**Challenge**
Rewrite all the records below, putting "integer pixels" in place of "whole pixels" and changing nothing else.

**Records for processing**
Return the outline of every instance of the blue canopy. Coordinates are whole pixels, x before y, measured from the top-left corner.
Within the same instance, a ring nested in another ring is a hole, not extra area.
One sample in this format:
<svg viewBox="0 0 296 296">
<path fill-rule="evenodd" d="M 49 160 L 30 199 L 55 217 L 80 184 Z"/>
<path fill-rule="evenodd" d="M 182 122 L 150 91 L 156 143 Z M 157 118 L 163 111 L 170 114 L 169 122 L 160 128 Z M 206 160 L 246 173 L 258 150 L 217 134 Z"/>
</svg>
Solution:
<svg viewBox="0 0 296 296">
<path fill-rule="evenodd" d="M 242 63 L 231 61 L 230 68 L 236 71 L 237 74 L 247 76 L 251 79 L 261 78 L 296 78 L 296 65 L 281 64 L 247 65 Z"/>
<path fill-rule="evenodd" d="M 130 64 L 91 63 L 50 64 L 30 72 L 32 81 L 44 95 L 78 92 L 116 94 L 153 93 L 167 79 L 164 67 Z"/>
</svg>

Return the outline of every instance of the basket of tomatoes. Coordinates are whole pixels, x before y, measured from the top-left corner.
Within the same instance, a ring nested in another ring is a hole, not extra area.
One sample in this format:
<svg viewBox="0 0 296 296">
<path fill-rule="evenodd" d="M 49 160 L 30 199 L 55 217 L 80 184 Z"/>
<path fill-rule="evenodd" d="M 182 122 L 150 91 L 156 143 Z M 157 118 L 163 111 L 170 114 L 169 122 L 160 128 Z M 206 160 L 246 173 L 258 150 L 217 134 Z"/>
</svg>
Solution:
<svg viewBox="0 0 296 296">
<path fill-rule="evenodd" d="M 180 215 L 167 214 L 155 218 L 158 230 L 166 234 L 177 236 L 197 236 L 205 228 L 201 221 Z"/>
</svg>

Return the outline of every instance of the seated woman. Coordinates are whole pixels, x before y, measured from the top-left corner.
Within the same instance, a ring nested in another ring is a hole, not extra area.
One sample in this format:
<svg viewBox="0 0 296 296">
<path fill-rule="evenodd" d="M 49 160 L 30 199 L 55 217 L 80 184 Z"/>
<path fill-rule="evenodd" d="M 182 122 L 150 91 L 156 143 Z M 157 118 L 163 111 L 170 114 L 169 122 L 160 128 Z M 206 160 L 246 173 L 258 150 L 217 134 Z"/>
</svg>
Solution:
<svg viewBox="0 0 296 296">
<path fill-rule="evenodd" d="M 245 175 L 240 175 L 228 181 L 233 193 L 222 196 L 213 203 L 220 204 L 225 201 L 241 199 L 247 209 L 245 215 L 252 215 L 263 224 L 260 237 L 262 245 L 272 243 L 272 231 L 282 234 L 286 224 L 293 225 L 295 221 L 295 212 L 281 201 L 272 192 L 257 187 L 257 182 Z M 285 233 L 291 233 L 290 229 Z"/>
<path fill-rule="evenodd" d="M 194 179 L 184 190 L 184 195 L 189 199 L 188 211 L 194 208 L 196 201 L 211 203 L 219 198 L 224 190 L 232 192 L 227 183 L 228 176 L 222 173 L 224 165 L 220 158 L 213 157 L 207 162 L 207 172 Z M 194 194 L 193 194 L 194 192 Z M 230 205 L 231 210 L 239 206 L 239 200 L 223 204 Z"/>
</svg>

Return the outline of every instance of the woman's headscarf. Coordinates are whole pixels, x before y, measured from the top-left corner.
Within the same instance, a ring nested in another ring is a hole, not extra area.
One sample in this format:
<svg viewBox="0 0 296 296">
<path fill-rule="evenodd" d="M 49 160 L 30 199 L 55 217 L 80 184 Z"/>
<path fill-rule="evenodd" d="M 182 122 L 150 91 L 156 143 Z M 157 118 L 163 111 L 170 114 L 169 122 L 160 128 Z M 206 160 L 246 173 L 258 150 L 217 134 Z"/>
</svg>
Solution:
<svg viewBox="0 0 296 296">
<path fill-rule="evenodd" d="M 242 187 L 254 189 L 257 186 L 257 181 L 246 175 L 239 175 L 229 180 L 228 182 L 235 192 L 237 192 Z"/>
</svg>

**Exercise result**
Return the outline of every instance of the blue canopy. Coordinates are integer pixels, x before y, measured from the top-left corner.
Within the same instance, a ring nested in another ring is a hole, not extra area.
One sample in this format:
<svg viewBox="0 0 296 296">
<path fill-rule="evenodd" d="M 49 160 L 30 199 L 55 217 L 80 184 Z"/>
<path fill-rule="evenodd" d="M 182 122 L 150 91 L 156 143 Z M 157 118 L 163 111 L 170 114 L 169 122 L 160 128 Z M 206 160 L 246 173 L 258 150 L 217 134 Z"/>
</svg>
Solution:
<svg viewBox="0 0 296 296">
<path fill-rule="evenodd" d="M 242 63 L 231 61 L 230 68 L 236 71 L 237 74 L 247 76 L 251 79 L 261 78 L 296 78 L 296 65 L 281 64 L 247 65 Z"/>
<path fill-rule="evenodd" d="M 130 64 L 91 63 L 50 64 L 30 72 L 32 81 L 44 95 L 78 92 L 116 94 L 153 93 L 167 79 L 164 67 Z"/>
</svg>

Return the outline of every instance of the basket of tomatoes. Coordinates are integer pixels, x before y, measured from the top-left corner.
Within the same instance, a ring nested in another ring is a hole, not extra area.
One sample in this format:
<svg viewBox="0 0 296 296">
<path fill-rule="evenodd" d="M 49 160 L 30 199 L 55 217 L 80 184 Z"/>
<path fill-rule="evenodd" d="M 182 122 L 150 91 L 156 143 Z M 157 118 L 163 111 L 170 114 L 169 122 L 160 128 Z M 206 160 L 246 173 L 258 150 L 217 134 Z"/>
</svg>
Solution:
<svg viewBox="0 0 296 296">
<path fill-rule="evenodd" d="M 180 215 L 167 214 L 155 218 L 158 230 L 166 234 L 177 236 L 197 236 L 205 228 L 201 221 Z"/>
</svg>

Return the outline of every instance of the seated woman. Coordinates are integer pixels, x before y, measured from the top-left corner.
Within the same instance, a ring nested in another ring is a hole, not extra area.
One sample in this format:
<svg viewBox="0 0 296 296">
<path fill-rule="evenodd" d="M 49 160 L 30 199 L 55 217 L 80 184 Z"/>
<path fill-rule="evenodd" d="M 182 122 L 150 91 L 156 143 Z M 157 118 L 163 111 L 170 114 L 169 122 L 160 128 Z M 206 160 L 246 173 L 258 150 L 217 134 Z"/>
</svg>
Solution:
<svg viewBox="0 0 296 296">
<path fill-rule="evenodd" d="M 245 175 L 240 175 L 228 181 L 233 193 L 222 196 L 213 203 L 220 204 L 225 201 L 241 199 L 247 209 L 245 215 L 252 215 L 263 224 L 260 237 L 262 245 L 272 243 L 272 231 L 282 234 L 286 224 L 293 225 L 295 221 L 295 212 L 281 201 L 272 192 L 257 187 L 257 182 Z M 285 233 L 291 233 L 290 229 Z"/>
<path fill-rule="evenodd" d="M 194 179 L 184 190 L 184 195 L 189 199 L 188 211 L 194 208 L 196 201 L 211 203 L 219 198 L 224 190 L 232 192 L 227 183 L 228 176 L 222 173 L 224 165 L 220 158 L 213 157 L 207 162 L 207 172 Z M 194 194 L 193 194 L 194 192 Z M 230 205 L 231 210 L 239 206 L 239 200 L 223 204 Z"/>
</svg>

Return the outline of every instance of the woman's headscarf. Coordinates are integer pixels, x before y, measured from the top-left corner.
Within the same instance, a ring nested in another ring is a hole, not extra area.
One sample in this format:
<svg viewBox="0 0 296 296">
<path fill-rule="evenodd" d="M 49 160 L 30 199 L 55 217 L 80 184 Z"/>
<path fill-rule="evenodd" d="M 182 122 L 150 91 L 156 143 Z M 157 118 L 163 111 L 170 114 L 169 122 L 160 128 Z M 206 160 L 246 173 L 258 150 L 217 134 Z"/>
</svg>
Solution:
<svg viewBox="0 0 296 296">
<path fill-rule="evenodd" d="M 242 187 L 254 189 L 257 186 L 257 181 L 246 175 L 239 175 L 229 180 L 228 182 L 235 192 L 237 192 Z"/>
</svg>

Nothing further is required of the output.